### Records shown
^^^^^^^^

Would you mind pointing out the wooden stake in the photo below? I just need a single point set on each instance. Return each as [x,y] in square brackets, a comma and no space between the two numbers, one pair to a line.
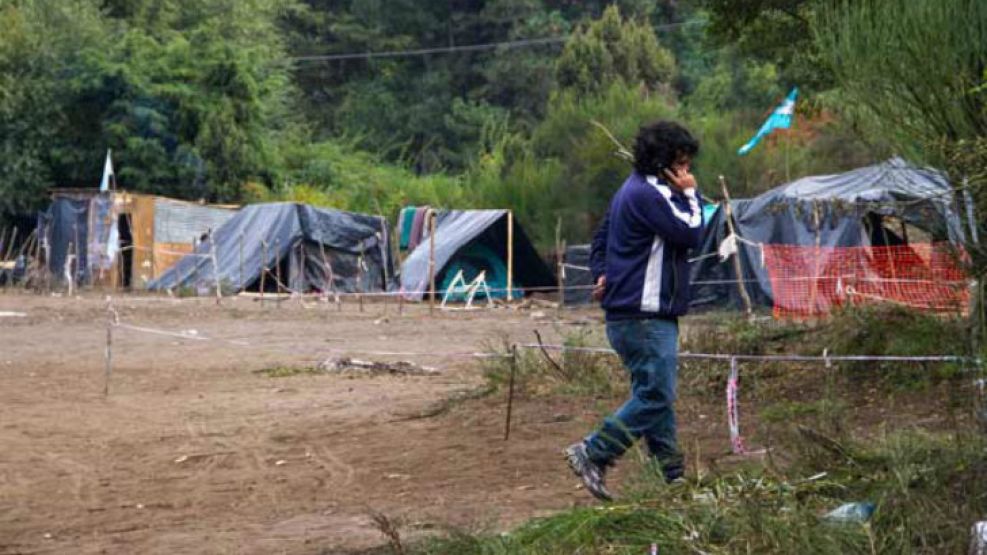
[277,269]
[263,270]
[359,280]
[510,255]
[10,245]
[109,348]
[510,392]
[215,270]
[431,262]
[69,273]
[737,267]
[240,288]
[814,289]
[560,266]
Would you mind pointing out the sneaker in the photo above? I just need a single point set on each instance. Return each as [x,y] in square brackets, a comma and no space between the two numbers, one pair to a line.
[588,471]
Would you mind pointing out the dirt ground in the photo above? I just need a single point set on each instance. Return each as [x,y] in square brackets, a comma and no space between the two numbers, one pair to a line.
[196,451]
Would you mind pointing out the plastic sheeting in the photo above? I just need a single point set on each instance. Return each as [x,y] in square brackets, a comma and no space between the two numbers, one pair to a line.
[577,275]
[456,229]
[64,231]
[318,249]
[850,207]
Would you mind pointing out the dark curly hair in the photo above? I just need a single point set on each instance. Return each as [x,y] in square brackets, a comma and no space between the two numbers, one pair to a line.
[659,144]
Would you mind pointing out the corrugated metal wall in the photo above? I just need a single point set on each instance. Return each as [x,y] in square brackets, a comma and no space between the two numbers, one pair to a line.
[181,222]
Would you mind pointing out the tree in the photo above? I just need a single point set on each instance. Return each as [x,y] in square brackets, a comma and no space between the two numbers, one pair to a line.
[773,31]
[189,95]
[611,49]
[916,80]
[40,58]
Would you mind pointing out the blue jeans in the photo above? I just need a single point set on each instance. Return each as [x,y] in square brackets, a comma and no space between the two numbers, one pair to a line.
[649,351]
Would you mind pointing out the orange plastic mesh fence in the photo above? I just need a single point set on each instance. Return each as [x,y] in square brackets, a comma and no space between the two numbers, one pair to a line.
[810,281]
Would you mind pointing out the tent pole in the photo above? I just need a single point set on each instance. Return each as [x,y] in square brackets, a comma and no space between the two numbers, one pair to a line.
[737,268]
[510,255]
[431,262]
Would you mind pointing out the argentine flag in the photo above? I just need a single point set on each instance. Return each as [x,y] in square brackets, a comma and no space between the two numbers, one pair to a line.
[781,118]
[104,184]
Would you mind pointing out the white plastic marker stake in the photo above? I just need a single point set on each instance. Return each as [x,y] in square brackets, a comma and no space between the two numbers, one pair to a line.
[733,414]
[978,538]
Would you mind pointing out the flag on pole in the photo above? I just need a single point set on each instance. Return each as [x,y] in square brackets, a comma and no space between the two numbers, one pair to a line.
[104,185]
[781,118]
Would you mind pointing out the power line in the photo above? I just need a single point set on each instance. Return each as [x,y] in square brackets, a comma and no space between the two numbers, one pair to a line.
[523,43]
[424,51]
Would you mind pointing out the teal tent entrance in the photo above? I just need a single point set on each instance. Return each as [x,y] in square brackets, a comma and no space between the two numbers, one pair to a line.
[475,241]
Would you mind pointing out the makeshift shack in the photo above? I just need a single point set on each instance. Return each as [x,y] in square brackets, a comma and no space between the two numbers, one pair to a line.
[885,232]
[288,247]
[471,242]
[117,238]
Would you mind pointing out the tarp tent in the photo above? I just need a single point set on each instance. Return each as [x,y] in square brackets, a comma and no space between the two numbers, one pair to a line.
[318,249]
[118,237]
[475,241]
[870,206]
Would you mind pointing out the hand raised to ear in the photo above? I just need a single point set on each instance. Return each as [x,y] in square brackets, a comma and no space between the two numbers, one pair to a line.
[681,180]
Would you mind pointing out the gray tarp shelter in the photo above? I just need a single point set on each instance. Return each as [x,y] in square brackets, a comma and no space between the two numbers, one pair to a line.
[64,231]
[317,249]
[869,206]
[474,241]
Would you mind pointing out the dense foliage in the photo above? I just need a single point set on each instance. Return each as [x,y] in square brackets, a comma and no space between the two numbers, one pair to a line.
[239,101]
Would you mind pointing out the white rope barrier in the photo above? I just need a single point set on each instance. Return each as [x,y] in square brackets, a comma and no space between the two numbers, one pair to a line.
[737,442]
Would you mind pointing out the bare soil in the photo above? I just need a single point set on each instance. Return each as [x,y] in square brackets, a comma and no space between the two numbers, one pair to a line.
[195,450]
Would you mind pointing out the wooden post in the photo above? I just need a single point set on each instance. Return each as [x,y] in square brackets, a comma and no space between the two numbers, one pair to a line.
[69,273]
[10,245]
[277,270]
[240,288]
[383,243]
[75,227]
[215,270]
[737,267]
[153,260]
[560,265]
[814,289]
[359,280]
[109,348]
[263,270]
[510,392]
[431,262]
[37,265]
[510,255]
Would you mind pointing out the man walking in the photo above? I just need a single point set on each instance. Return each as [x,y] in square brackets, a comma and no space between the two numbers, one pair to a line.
[639,260]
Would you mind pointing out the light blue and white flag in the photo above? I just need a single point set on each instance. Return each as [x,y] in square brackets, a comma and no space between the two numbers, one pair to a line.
[104,185]
[781,118]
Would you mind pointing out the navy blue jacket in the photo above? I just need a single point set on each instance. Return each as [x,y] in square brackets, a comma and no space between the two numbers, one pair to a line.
[642,248]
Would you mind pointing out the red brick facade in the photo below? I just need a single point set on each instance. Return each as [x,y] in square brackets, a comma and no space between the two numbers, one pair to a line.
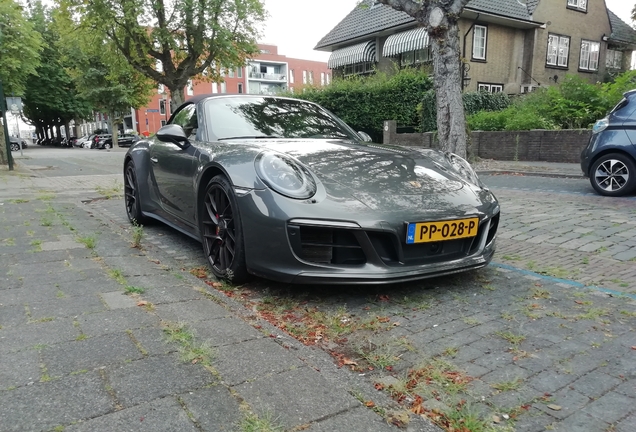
[290,76]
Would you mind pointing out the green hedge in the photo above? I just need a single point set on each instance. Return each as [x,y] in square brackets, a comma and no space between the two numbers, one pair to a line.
[474,102]
[364,103]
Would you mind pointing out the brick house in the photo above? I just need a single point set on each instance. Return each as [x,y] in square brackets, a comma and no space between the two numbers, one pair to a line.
[267,73]
[507,45]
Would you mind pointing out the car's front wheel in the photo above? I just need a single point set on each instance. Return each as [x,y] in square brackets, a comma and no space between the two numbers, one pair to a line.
[221,231]
[613,174]
[131,195]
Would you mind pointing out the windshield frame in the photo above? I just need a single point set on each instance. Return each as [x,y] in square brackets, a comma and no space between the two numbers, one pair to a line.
[206,107]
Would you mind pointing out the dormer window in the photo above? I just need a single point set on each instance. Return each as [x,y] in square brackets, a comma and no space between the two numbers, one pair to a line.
[580,5]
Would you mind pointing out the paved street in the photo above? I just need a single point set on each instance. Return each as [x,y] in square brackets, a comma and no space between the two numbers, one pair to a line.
[541,339]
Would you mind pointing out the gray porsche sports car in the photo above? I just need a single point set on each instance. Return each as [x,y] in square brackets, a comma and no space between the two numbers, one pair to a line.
[281,188]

^^^^^^^^

### Task goal
Pictures are not part of the copy; output everything else in the records exactly.

### Reply
Would you mind pointing out the wooden stake in the photo below? I just need a single point set on each instance. Return each as [x,y] in square brackets, a comma and no space between the two numbers, one pair to a line.
[277,269]
[263,270]
[359,280]
[510,255]
[10,245]
[109,348]
[510,392]
[215,270]
[431,262]
[69,273]
[737,267]
[240,288]
[814,289]
[560,266]
Would you mind pointing out the sneaker in the photo above? I just need a single point set on each instance. Return each as [x,y] in square brackets, a comma and no space between the two numbers, one pair to a line.
[588,471]
Would you mind pointing out the dirt ground in the photo above? I just need a single point set on each instance. Return each as [x,y] in square brackets, a comma and no space between the two numbers, one pair to a line.
[196,451]
Would you mind pointing out the plastic sheeting in the photo above? I just need a single point set on each instance. Return each as [x,y] in square brackets, a comma and no space between the two numbers, one pair to a line.
[577,275]
[456,229]
[64,231]
[318,249]
[850,207]
Would you mind pointing out the dark curly hair in the photo above? I just need a single point set on each instance. Return each as [x,y] in square brackets, a comma and no space between the two numbers, one pair to a line.
[659,144]
Would you mind pointing out the corrugated metal wall in the photo above? I just need a single point set on each instance. Return each as [x,y] in square brackets, a comma and no space between the two numbers, one pair to a line.
[181,222]
Would you mind pointing out the tree in the photo above? I just need a single point set on each instance. Return each as [x,y] in square brackets, a comma and no space between the two numbers, one pair to a line.
[773,31]
[189,95]
[611,49]
[916,80]
[40,58]
Would you mind pointing out the blue jeans in the photo above? I just need a single point set on each instance. Return each as [x,y] in square brackets, a comma and no space between the two numbers, one pair to a line.
[649,351]
Would you mind pointing out the orange plastic mesh fence in the photo above? I just need a single point set on each instance. Return each as [x,y] in square brackets, a comma and no space between the two numbers, one pair to a line.
[810,281]
Would you mind pointing out the tent pole in the photo above? I just need a single point set on each instance. Return each as [x,y] in square brackets, a comma and no space between the two numbers, one pair to a line.
[737,268]
[510,255]
[431,262]
Would you mind pointing out the argentine flag in the photo above? I just need a single point set on each instance. Return each as [x,y] in square brackets, a comma and no space between the two numbers, one pair to a line.
[781,118]
[104,184]
Would you mind pointing out the white plastic marker stake in the photo above? I just need a single point set on each instance. Return each as [x,y] in square brackets, a comma and no space between the two numbers, one pair to a line.
[733,414]
[978,538]
Would you mind pointing out the flag on pole in the photo above? I just need a single point set on each instance. Return each as [x,y] in square brackets, a comma and no space between the two numbers, one pair to a line.
[104,185]
[781,118]
Would you mind pointing out the power line in the photo above? I just need a single point set on each instance. Return each as [x,y] in square brackets, a comma and no space between the two numbers, one pair to a line.
[523,43]
[424,51]
Would you mind pointing out the teal tent entrance in the photo above? I just need a single point set on each instance. Return each as [x,y] in square brackets, a comma and no space between the two numbers, one pair to a line.
[475,241]
Would you mind pointing out the makeshift shack in the photo above? I just need a single point set on each instance. Return each as [x,y] in square brackets, a comma and no space between the two numbers, one pair to a line.
[885,232]
[288,247]
[471,242]
[117,238]
Would you mind pointing out the tarp tent in the photo above? I just need a single point set on each instance. Return each as [x,y] in square brackets, a comma and no space between the two numbers, one pair to a line.
[318,249]
[118,237]
[475,241]
[870,206]
Would you mind pointing out the hand raised to ear in the photo above? I just need a single point set on each instance. Return each as [x,y] in square brackets, a comma and no space between the two numbers, one pair to a line.
[681,180]
Would you mind pointing out the gray tarp shelter in the photo above? I just need a single point set on each instance. Return each as [x,y] in square brackets, a comma and no space between the two numbers, one pair to a line.
[64,231]
[317,249]
[869,206]
[474,241]
Would you mind pointing out the dense foliage in the photo above? I just need a single point set on each instance. Return each as [x,y] in square brackets, a comma and no space between the two numbers, one pair to a line.
[239,101]
Would you mind pointing out the white rope barrier in the photo above? I just need a single point set on each instance. Return each as [x,y] in square brackets, a comma and no space between the two numbers, one pair to a line.
[737,442]
Would you mind pointing out the bare soil in the photo above? I just need a single point set on each instance. Return each as [x,y] in square brackets, a comma and no space between the two numbers, one pair to a line.
[195,450]
Would you mind pointing out the wooden post in the photo above? I just need a single point set on each instance. Return each as [x,y] in square brackets, a comma and no space between the two numbers, one pair to a line.
[69,273]
[10,245]
[277,270]
[240,288]
[383,243]
[75,227]
[215,270]
[737,267]
[153,260]
[560,265]
[814,289]
[359,280]
[109,348]
[263,270]
[510,392]
[431,262]
[37,265]
[510,255]
Would you mind pointing out the man walking in the photo above? I just need a single point set on each instance. Return each as [x,y] in square brackets, a comma and no space between the two numbers, one pair to a line.
[639,260]
Would you mind pointing out the light blue and white flag in the photo above? I just need a single point set on each instance. Return each as [x,y] in square brackets, a comma and no space between the two numbers, one pair to a line.
[104,185]
[781,118]
Would you mind pointing out the navy blue jacket in the photo above? I just need a single point set on each instance. Return each as [x,y] in square brackets, a comma and no space between the two numbers, one pair to a line.
[642,248]
Would you mind pointing out the red brick facade in the photo below? I just need a single point set on each instance. Return each as [x,y] in square brackets, a comma and no space between the two numbers, one pair to a line.
[290,76]
Would you mind pointing out the green hedge in the photo above? I just need a single point set on each instance. Return each as [x,y] in square brackets, a comma and no space between the two numbers, one pair to a line.
[474,102]
[364,103]
Would you mind pointing out the brick house in the photo above? I just need a single point set on each instance. Return each as [x,y] in square brackets, a comma and no space between the two numbers, one pair to a line.
[267,73]
[507,45]
Would you mind pointing out the car's front wheel in the photo above? I just need a single point set on each instance. Return each as [x,y] in square brackets, a comma and no space between the two numbers, one pair to a line.
[221,231]
[613,174]
[131,195]
Would you mind pointing out the windshield frame in the photo above? I just need a single point set on each instance. Return each as [x,y] in square brackets, a comma and no space between the two numbers, one pair to a line.
[206,107]
Would you mind pointing out the dormer window in the photo above? I just need a single point set on each instance. Return each as [x,y] in square brackets, a comma and no space between the two numbers, one pair to a line.
[580,5]
Would you mind pointing out the paved street in the photo above? I just need a single point set on each instance. Return each as [x,y] in square brackets, a comma and no space between the two numbers, one pair to a line.
[541,339]
Would you mind pointing out the gray porsche sports car in the photo above? I just need a single point set on each instance. Return each as [x,y] in square brackets, a comma and no space between the two numbers, one pair to a line.
[281,188]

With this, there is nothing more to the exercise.